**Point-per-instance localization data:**
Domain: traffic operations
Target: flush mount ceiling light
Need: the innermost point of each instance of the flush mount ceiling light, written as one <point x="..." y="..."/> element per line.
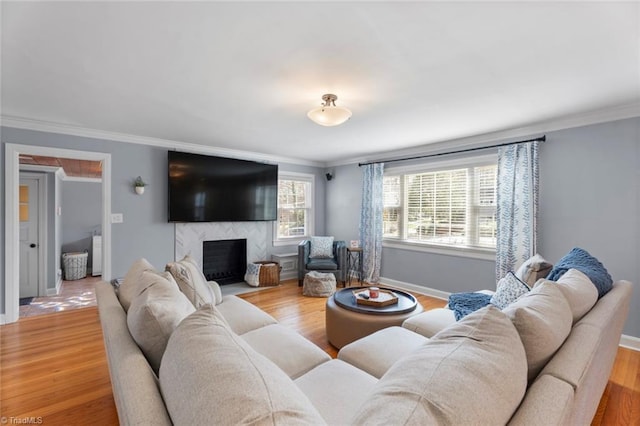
<point x="329" y="114"/>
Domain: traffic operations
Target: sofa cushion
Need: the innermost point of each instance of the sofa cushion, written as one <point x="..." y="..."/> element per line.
<point x="193" y="284"/>
<point x="321" y="247"/>
<point x="155" y="313"/>
<point x="430" y="322"/>
<point x="533" y="269"/>
<point x="508" y="290"/>
<point x="543" y="320"/>
<point x="579" y="291"/>
<point x="131" y="286"/>
<point x="209" y="375"/>
<point x="580" y="259"/>
<point x="242" y="316"/>
<point x="454" y="378"/>
<point x="377" y="352"/>
<point x="549" y="401"/>
<point x="287" y="349"/>
<point x="336" y="389"/>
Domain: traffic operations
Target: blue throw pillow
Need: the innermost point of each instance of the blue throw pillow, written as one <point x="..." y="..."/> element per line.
<point x="581" y="260"/>
<point x="463" y="304"/>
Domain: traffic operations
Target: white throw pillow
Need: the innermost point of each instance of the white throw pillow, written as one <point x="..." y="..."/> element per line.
<point x="543" y="320"/>
<point x="155" y="313"/>
<point x="321" y="247"/>
<point x="193" y="283"/>
<point x="451" y="379"/>
<point x="579" y="291"/>
<point x="533" y="269"/>
<point x="509" y="289"/>
<point x="131" y="286"/>
<point x="210" y="376"/>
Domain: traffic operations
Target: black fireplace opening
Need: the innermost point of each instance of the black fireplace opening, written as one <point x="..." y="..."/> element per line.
<point x="224" y="261"/>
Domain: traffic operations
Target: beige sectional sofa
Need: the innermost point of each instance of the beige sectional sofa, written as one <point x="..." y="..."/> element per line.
<point x="224" y="361"/>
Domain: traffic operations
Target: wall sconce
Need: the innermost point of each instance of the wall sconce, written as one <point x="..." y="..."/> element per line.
<point x="139" y="185"/>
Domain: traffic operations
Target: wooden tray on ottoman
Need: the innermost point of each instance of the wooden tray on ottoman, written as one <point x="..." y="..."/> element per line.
<point x="385" y="298"/>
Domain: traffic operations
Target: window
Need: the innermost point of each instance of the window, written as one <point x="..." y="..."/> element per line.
<point x="450" y="205"/>
<point x="295" y="207"/>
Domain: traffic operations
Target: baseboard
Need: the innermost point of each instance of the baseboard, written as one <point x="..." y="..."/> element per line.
<point x="630" y="342"/>
<point x="438" y="294"/>
<point x="288" y="275"/>
<point x="55" y="291"/>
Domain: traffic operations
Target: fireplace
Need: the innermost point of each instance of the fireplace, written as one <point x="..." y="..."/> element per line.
<point x="224" y="261"/>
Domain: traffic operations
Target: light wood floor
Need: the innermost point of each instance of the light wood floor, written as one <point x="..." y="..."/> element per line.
<point x="54" y="366"/>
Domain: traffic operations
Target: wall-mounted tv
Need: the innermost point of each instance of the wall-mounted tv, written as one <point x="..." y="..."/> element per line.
<point x="204" y="188"/>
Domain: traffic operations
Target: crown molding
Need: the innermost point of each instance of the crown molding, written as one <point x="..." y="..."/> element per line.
<point x="619" y="112"/>
<point x="66" y="129"/>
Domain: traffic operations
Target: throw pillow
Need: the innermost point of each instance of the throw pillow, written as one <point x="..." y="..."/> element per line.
<point x="509" y="289"/>
<point x="581" y="260"/>
<point x="533" y="269"/>
<point x="130" y="286"/>
<point x="452" y="377"/>
<point x="579" y="291"/>
<point x="543" y="320"/>
<point x="192" y="283"/>
<point x="462" y="304"/>
<point x="207" y="369"/>
<point x="155" y="313"/>
<point x="321" y="247"/>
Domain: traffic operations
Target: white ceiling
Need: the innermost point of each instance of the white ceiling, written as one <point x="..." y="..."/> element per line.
<point x="243" y="75"/>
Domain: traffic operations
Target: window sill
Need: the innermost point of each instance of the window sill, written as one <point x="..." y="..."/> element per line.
<point x="469" y="252"/>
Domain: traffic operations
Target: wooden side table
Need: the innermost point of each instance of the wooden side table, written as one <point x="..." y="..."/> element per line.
<point x="354" y="263"/>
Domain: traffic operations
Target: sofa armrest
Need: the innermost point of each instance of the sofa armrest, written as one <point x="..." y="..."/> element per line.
<point x="548" y="400"/>
<point x="135" y="386"/>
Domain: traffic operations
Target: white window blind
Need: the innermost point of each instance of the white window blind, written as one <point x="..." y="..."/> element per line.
<point x="452" y="207"/>
<point x="295" y="204"/>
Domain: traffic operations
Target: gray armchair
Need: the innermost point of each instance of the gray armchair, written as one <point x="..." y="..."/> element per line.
<point x="337" y="265"/>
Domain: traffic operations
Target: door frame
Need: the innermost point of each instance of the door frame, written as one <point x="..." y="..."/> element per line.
<point x="11" y="183"/>
<point x="43" y="241"/>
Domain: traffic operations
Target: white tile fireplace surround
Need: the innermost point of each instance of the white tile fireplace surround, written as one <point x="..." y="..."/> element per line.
<point x="189" y="238"/>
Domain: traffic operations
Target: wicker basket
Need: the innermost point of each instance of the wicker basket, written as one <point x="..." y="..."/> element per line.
<point x="75" y="265"/>
<point x="269" y="273"/>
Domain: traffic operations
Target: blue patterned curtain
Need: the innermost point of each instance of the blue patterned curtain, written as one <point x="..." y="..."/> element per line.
<point x="517" y="208"/>
<point x="371" y="221"/>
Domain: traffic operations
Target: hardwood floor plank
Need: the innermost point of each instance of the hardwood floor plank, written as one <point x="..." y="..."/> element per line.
<point x="54" y="366"/>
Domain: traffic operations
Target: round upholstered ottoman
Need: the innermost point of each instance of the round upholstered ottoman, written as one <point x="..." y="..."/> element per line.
<point x="319" y="284"/>
<point x="344" y="326"/>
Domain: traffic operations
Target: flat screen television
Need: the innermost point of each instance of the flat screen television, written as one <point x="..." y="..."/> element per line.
<point x="204" y="188"/>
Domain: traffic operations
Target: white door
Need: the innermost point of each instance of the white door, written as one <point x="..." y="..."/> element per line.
<point x="29" y="237"/>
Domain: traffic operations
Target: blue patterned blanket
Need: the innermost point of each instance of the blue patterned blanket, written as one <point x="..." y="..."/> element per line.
<point x="463" y="304"/>
<point x="581" y="260"/>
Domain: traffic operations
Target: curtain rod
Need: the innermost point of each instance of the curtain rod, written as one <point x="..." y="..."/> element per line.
<point x="542" y="138"/>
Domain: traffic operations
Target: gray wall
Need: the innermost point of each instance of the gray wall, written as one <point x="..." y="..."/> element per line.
<point x="81" y="216"/>
<point x="2" y="238"/>
<point x="589" y="197"/>
<point x="145" y="231"/>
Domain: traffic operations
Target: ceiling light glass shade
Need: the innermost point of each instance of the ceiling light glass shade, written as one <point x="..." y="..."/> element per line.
<point x="329" y="114"/>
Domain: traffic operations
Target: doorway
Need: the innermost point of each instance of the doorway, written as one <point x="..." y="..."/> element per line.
<point x="32" y="223"/>
<point x="12" y="228"/>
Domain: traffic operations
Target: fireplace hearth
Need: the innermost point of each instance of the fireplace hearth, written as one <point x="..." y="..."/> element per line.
<point x="224" y="261"/>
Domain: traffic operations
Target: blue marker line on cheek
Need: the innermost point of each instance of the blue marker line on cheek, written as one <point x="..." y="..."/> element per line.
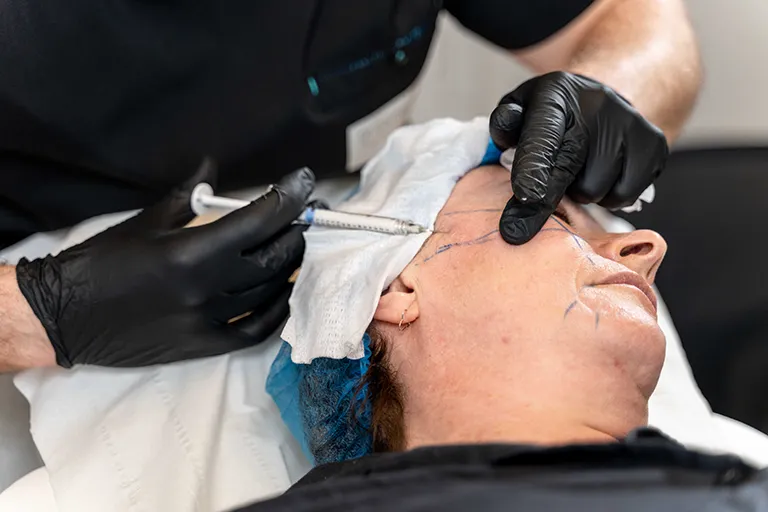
<point x="576" y="238"/>
<point x="569" y="308"/>
<point x="573" y="235"/>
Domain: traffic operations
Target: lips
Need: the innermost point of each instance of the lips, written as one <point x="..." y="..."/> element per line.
<point x="632" y="279"/>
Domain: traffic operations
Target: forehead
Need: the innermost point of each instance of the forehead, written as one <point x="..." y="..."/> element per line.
<point x="484" y="187"/>
<point x="487" y="189"/>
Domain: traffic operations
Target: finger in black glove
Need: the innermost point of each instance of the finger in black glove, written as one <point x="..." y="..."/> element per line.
<point x="149" y="291"/>
<point x="573" y="135"/>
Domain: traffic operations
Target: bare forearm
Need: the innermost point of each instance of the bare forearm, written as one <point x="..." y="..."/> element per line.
<point x="644" y="49"/>
<point x="23" y="341"/>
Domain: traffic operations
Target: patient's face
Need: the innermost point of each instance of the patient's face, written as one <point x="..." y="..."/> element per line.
<point x="568" y="318"/>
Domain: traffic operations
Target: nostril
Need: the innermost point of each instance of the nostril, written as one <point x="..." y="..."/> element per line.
<point x="636" y="249"/>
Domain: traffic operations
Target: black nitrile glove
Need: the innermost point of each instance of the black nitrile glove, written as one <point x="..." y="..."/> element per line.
<point x="149" y="291"/>
<point x="573" y="135"/>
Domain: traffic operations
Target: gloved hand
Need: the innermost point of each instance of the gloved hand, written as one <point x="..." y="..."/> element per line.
<point x="577" y="135"/>
<point x="148" y="291"/>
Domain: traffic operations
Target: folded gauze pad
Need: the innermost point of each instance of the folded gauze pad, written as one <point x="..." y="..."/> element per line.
<point x="344" y="271"/>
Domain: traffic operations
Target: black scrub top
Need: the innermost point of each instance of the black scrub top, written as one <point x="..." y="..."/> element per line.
<point x="105" y="105"/>
<point x="646" y="472"/>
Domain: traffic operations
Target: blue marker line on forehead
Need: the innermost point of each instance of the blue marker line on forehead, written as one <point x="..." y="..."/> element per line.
<point x="492" y="154"/>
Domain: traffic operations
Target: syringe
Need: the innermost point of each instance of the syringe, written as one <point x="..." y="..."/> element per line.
<point x="203" y="199"/>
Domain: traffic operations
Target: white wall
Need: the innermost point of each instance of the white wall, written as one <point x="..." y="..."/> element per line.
<point x="466" y="76"/>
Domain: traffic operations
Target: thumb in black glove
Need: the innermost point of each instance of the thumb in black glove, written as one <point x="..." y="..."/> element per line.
<point x="149" y="291"/>
<point x="573" y="135"/>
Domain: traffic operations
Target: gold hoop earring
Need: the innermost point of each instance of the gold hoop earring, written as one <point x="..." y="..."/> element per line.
<point x="402" y="319"/>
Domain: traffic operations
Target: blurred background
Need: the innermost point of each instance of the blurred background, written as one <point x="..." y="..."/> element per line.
<point x="710" y="202"/>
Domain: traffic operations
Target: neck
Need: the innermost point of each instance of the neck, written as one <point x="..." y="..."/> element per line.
<point x="526" y="423"/>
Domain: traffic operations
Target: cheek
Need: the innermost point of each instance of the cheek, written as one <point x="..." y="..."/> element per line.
<point x="508" y="292"/>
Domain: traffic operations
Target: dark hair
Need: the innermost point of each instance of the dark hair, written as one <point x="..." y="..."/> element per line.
<point x="385" y="396"/>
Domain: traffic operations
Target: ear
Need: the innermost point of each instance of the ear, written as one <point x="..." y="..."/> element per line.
<point x="397" y="304"/>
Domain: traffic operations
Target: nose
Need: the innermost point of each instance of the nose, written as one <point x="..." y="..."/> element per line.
<point x="641" y="251"/>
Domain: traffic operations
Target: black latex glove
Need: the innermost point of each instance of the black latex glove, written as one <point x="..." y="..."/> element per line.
<point x="149" y="291"/>
<point x="577" y="135"/>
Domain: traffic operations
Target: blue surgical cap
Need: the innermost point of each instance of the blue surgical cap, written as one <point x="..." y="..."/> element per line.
<point x="323" y="404"/>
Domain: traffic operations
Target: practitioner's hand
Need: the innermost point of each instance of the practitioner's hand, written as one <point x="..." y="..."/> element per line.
<point x="577" y="135"/>
<point x="149" y="291"/>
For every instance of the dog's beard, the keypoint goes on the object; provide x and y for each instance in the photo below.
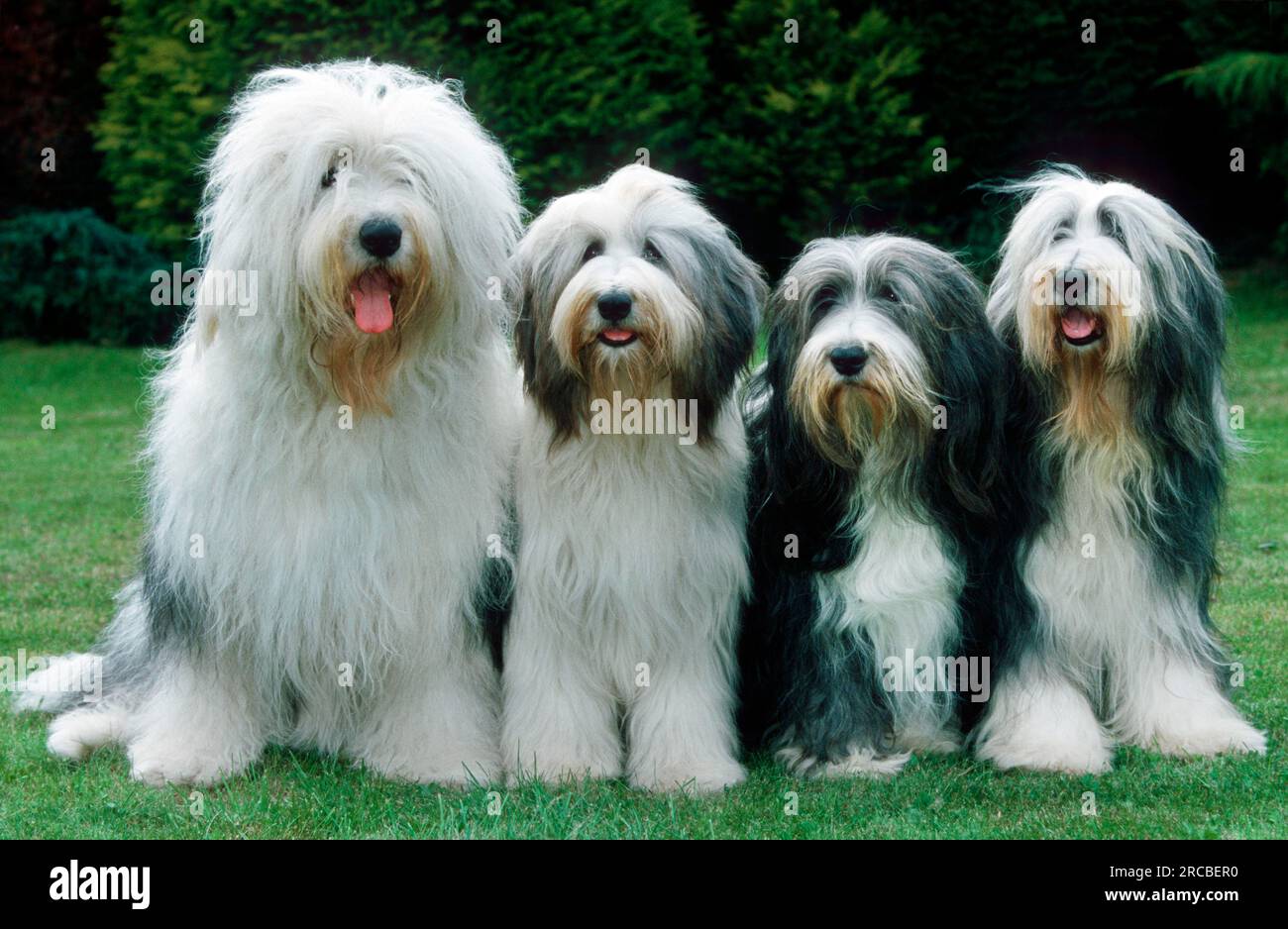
(360, 363)
(1085, 353)
(883, 413)
(640, 369)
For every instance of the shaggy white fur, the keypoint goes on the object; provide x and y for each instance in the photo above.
(327, 473)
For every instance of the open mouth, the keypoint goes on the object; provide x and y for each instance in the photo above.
(374, 296)
(617, 339)
(1080, 327)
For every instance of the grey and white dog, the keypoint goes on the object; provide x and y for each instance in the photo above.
(619, 652)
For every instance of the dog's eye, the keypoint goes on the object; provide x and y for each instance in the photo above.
(1112, 228)
(825, 301)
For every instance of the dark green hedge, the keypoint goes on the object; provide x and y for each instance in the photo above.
(69, 275)
(789, 141)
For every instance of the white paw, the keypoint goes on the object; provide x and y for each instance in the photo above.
(76, 734)
(707, 777)
(943, 741)
(463, 770)
(855, 764)
(60, 683)
(1089, 756)
(1215, 739)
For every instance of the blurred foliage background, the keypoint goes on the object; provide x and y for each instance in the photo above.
(837, 130)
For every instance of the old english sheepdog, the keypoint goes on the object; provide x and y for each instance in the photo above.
(1113, 308)
(875, 429)
(631, 565)
(327, 472)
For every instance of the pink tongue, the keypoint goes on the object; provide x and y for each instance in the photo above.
(373, 304)
(617, 335)
(1076, 323)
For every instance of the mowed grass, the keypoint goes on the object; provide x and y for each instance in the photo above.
(71, 515)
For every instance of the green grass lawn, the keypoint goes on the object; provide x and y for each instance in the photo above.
(71, 528)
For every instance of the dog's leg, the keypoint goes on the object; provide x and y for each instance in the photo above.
(436, 722)
(1042, 722)
(832, 722)
(681, 727)
(561, 725)
(1172, 704)
(201, 722)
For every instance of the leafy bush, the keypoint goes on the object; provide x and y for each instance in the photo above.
(72, 275)
(811, 133)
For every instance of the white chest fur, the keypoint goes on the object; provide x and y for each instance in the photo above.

**What is needed:** The lines from the top of the data above through the one holding "Target: blue throw pillow" are to be repeated exactly, and only those, with no pictures.

**Task result:**
Domain: traffic operations
Target: flush mount ceiling light
Need: the innermost point of each instance of the flush mount ceiling light, written as one <point x="..." y="..."/> element per line.
<point x="329" y="114"/>
Domain: traffic operations
Target: sofa cushion
Need: the innermost point of each instance of the sofa cushion, written as one <point x="..." y="..."/> element per line.
<point x="193" y="284"/>
<point x="321" y="247"/>
<point x="155" y="313"/>
<point x="430" y="322"/>
<point x="533" y="269"/>
<point x="508" y="290"/>
<point x="543" y="320"/>
<point x="579" y="291"/>
<point x="131" y="286"/>
<point x="209" y="375"/>
<point x="580" y="259"/>
<point x="242" y="316"/>
<point x="454" y="378"/>
<point x="377" y="352"/>
<point x="549" y="401"/>
<point x="287" y="349"/>
<point x="336" y="389"/>
Domain: traffic operations
Target: blue throw pillow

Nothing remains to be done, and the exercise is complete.